§ **SOURCE EXCERPT**
Bob Geldof has done something rarely expected of him – he’s made a new album of songs. Alan Corr meets the former boomtown rat on his return to ruin town to talk music and the meaning of life. In that order
“Are you waiting for me man?” Bob Geldof is standing in front of me a boutique Dublin hotel. He's he’s already taken in his surroundings in a sweep of the room and now he’s impatient to just get on with the interview. Dressed in a long black coat down well below his knees, his hair is a steel grey straggle and he has a battered handsomeness that belies his 59 years.
He still exudes the same world weary but menacing stare he’s had since he first pounced from our septic isle in the late seventies with the immortal rock `n’ roll cri de guerre of “I want to get rich, get famous and get laid.” Geldof wanted to be Johnny Rotten and while the spirit of 76 still courses through his old punk veins, he has long been more famous for his work in Africa and his drop the debt campaigning.
But Bob is not here to talk about any of that. He calls it “the stuff” and it’s always got in the way when Geldof wants to talk about his first passion (not that he’s not passionate about “the stuff”) - music. Geldof has a new album out. It’s called How to Compose Popular Songs That Will Sell by Bob Geldof 58 and a Half. That’s quite a mouthful but then again everything Bob Geldof says is quite a mouthful; I could remark upon the weather and he would launch into a lecture about our temperate maritime climate and its affect on the Irish psyche.
So nothing has changed really. He’s still impatient to the point of crankiness and articulate to the point of sophistry, still grinding out his words with the conviction of a man who believes that he, and no one else, is utterly correct on everything. Geldof orders a sparkling water (“Hey, let’s go crazy”) and I casually ask what his girlfriend of many years, French actress Jeanne Marine, makes of his new album. “It doesn’t matter what she thinks,” he says. “Of course she’s going to say she likes it. It’s part of the iterations of it – taking bits out of songs and putting them back and then saying what do you think of this 63rd mix?”
Are you always this dispassionate about your music? “I’m not at all dispassionate about my music,” he sulks. “You asked me what she thinks of it and it doesn’t matter because she’s gonna say she loves it because she’s my missus. My daughters are much more interested in my music now than when they were kids because back then they were either disinterested or embarrassed because it’s their dad. I play it to them in the car and I bollock it up really loud and I turn around admiringly at myself and point at the CD player and they say, `get a grip!’”
It is very strange to be talking to Geldof about his new album though. “Music?” you might ask, “Isn’t that something he used to do years ago and wasn’t he not very good at it?” Well, yes but whisper it, Geldof’s new album is quite good in a lopsided and playful way. It starts with a neat lift of a song by The Lovin’ Spoonful and ends with a hugely autobiographical tune called Here’s to You which is a kind of Podge and Rodge meets an episode of Father Ted at a dance in Brennan’s Barn.

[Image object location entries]
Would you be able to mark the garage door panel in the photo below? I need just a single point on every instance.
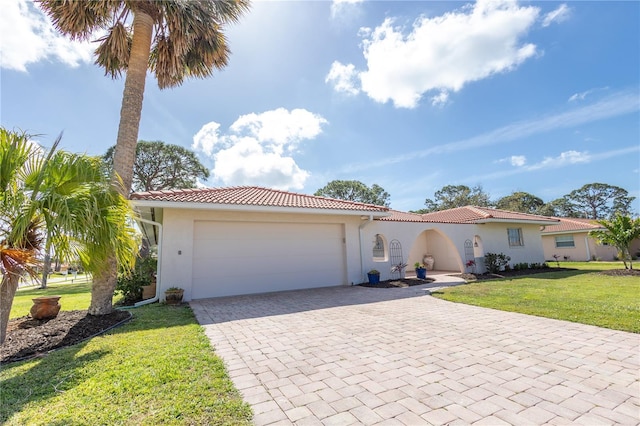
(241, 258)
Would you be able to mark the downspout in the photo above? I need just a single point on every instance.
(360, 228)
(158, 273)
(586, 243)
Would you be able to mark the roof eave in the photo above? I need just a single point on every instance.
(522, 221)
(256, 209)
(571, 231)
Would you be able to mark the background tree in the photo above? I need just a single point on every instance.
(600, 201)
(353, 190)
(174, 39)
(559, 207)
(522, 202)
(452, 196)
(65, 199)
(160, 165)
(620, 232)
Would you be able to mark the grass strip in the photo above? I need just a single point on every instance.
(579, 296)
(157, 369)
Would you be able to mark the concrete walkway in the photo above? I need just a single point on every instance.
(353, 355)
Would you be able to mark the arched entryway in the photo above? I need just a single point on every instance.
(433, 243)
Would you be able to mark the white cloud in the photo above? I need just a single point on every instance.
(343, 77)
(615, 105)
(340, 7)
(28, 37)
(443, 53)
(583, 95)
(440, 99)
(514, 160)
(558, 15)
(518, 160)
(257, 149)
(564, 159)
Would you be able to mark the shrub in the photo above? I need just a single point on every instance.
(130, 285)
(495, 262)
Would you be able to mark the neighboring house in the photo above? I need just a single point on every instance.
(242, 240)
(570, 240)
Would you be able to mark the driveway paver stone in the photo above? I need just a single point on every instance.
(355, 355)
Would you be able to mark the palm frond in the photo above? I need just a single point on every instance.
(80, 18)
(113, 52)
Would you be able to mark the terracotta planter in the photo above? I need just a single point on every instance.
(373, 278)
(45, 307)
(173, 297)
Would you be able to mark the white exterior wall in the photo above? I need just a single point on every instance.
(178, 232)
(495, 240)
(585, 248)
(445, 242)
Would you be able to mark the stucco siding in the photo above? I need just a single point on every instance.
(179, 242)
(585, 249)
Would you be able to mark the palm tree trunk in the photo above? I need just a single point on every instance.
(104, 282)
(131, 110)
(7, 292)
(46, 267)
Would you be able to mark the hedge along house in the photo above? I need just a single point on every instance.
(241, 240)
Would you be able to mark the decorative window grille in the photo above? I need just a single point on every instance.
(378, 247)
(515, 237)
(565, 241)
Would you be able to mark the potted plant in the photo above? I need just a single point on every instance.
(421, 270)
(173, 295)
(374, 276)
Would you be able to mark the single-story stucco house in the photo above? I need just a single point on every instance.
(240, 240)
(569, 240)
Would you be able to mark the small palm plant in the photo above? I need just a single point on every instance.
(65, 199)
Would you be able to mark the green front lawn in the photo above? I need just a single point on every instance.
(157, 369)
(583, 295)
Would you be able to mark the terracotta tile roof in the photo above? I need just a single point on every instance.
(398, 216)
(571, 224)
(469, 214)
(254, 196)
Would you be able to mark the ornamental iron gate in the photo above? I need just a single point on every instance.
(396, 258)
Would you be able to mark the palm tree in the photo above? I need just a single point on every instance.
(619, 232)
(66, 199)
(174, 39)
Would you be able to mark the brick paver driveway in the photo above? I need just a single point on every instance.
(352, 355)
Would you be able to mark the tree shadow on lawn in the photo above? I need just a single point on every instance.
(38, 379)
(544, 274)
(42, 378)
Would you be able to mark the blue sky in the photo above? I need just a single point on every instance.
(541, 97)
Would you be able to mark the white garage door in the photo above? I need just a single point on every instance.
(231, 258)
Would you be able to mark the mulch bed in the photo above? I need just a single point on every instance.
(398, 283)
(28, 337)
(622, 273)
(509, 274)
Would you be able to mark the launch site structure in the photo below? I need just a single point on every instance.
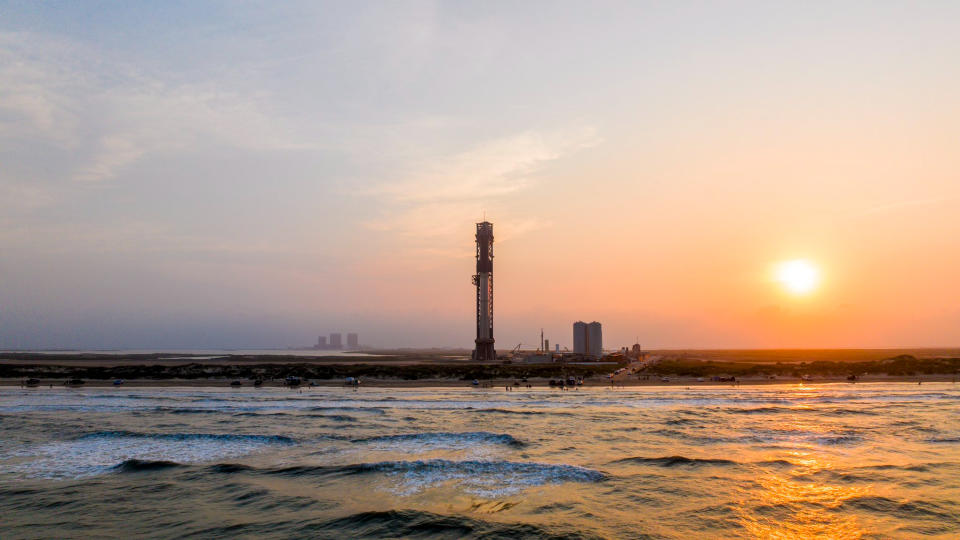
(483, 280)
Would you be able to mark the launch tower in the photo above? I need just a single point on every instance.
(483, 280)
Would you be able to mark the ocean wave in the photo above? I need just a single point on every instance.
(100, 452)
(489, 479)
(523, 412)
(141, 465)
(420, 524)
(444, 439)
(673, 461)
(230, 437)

§ **PROBLEMS**
1. Answer these questions using the Geldof interview.
(a) How old is Geldof described as being?
(b) What is the title of his new album?
(c) What song closes the album?
2. Report every line of the records that contains the word "house".

§ **ANSWER LIST**
1.
(a) 59 years old.
(b) How to Compose Popular Songs That Will Sell by Bob Geldof 58 and a Half.
(c) Here's to You.

2.
Would you be able to mark the neighboring house in the photo above? I need just a single point on every instance.
Would you be able to mark the hedge along house in the photo above? I need just a single point on every instance.
Would you be able to mark the single-story stucco house in the photo above? I need just a single point on every instance.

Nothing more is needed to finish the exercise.